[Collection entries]
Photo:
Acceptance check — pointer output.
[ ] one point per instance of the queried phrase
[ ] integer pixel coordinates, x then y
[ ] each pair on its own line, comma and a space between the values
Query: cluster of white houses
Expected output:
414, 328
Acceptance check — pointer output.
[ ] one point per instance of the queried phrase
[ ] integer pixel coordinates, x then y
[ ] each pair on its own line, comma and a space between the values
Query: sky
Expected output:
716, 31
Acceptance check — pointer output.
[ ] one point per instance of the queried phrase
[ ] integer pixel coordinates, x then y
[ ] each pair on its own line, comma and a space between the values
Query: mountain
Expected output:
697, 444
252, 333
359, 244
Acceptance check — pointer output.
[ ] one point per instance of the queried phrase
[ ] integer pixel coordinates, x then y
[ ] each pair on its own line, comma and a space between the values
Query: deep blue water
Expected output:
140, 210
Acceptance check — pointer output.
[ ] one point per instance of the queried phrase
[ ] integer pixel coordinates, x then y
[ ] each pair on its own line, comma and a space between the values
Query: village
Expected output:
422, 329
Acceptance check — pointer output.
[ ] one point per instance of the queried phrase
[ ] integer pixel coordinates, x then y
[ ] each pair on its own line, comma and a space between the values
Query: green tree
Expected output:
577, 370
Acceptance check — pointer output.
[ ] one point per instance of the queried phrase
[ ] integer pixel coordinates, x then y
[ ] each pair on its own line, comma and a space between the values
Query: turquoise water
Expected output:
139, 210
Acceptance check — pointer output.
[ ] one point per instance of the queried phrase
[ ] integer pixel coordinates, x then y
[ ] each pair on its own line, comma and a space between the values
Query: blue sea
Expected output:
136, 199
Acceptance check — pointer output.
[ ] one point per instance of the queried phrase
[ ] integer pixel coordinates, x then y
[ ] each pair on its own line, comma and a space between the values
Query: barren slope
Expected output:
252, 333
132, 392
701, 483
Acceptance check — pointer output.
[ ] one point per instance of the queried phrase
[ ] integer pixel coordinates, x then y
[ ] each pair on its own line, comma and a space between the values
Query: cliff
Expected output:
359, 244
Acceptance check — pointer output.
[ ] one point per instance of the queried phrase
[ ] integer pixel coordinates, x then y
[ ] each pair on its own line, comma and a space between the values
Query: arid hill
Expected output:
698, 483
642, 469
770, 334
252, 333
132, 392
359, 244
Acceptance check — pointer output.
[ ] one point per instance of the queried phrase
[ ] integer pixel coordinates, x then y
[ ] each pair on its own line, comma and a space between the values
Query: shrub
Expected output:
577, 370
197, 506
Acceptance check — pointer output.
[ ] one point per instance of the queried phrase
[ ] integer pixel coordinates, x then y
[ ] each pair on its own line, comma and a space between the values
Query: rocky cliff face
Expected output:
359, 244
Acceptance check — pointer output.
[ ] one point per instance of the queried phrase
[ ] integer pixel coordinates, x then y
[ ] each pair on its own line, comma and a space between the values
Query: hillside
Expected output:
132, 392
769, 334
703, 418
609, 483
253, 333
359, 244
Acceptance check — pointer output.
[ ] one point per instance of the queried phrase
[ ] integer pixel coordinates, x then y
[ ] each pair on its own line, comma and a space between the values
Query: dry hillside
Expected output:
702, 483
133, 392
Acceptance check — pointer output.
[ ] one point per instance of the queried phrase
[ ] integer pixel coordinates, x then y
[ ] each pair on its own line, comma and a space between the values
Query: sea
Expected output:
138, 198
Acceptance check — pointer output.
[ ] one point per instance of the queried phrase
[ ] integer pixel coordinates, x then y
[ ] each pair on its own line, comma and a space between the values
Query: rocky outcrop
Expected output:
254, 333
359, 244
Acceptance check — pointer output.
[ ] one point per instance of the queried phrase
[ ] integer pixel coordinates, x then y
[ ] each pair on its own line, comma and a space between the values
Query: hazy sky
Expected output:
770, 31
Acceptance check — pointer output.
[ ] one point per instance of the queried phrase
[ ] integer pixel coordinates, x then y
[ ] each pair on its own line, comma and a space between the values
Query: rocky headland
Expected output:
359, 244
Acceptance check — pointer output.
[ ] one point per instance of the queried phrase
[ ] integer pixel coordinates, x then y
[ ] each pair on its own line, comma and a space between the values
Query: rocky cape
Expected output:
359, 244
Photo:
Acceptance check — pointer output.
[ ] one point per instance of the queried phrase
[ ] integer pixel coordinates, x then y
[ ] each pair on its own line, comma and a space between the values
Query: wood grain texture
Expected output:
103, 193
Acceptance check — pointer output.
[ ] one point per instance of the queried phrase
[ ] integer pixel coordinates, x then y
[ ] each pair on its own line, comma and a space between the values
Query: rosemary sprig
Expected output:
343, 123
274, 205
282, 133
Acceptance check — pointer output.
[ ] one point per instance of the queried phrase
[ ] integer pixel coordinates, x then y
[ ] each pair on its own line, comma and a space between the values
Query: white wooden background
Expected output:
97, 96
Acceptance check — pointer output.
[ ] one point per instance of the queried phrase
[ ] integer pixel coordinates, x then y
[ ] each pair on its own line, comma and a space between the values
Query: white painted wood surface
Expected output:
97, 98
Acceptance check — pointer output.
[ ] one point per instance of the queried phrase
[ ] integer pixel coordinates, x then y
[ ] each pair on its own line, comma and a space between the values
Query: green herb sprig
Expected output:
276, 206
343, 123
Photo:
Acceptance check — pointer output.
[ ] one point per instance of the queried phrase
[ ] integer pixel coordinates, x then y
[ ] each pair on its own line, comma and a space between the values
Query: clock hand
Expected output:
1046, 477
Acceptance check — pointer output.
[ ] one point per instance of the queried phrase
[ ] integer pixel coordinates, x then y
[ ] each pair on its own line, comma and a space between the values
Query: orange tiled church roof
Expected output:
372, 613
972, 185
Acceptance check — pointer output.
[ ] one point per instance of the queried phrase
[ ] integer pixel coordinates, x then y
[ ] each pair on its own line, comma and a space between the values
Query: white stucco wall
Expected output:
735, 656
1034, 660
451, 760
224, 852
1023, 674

# EXERCISE TASK
Count how many lines in the records above contain the string "white", matching case exactly, and reply with only that number.

# ANSWER TO THIS PROBLEM
4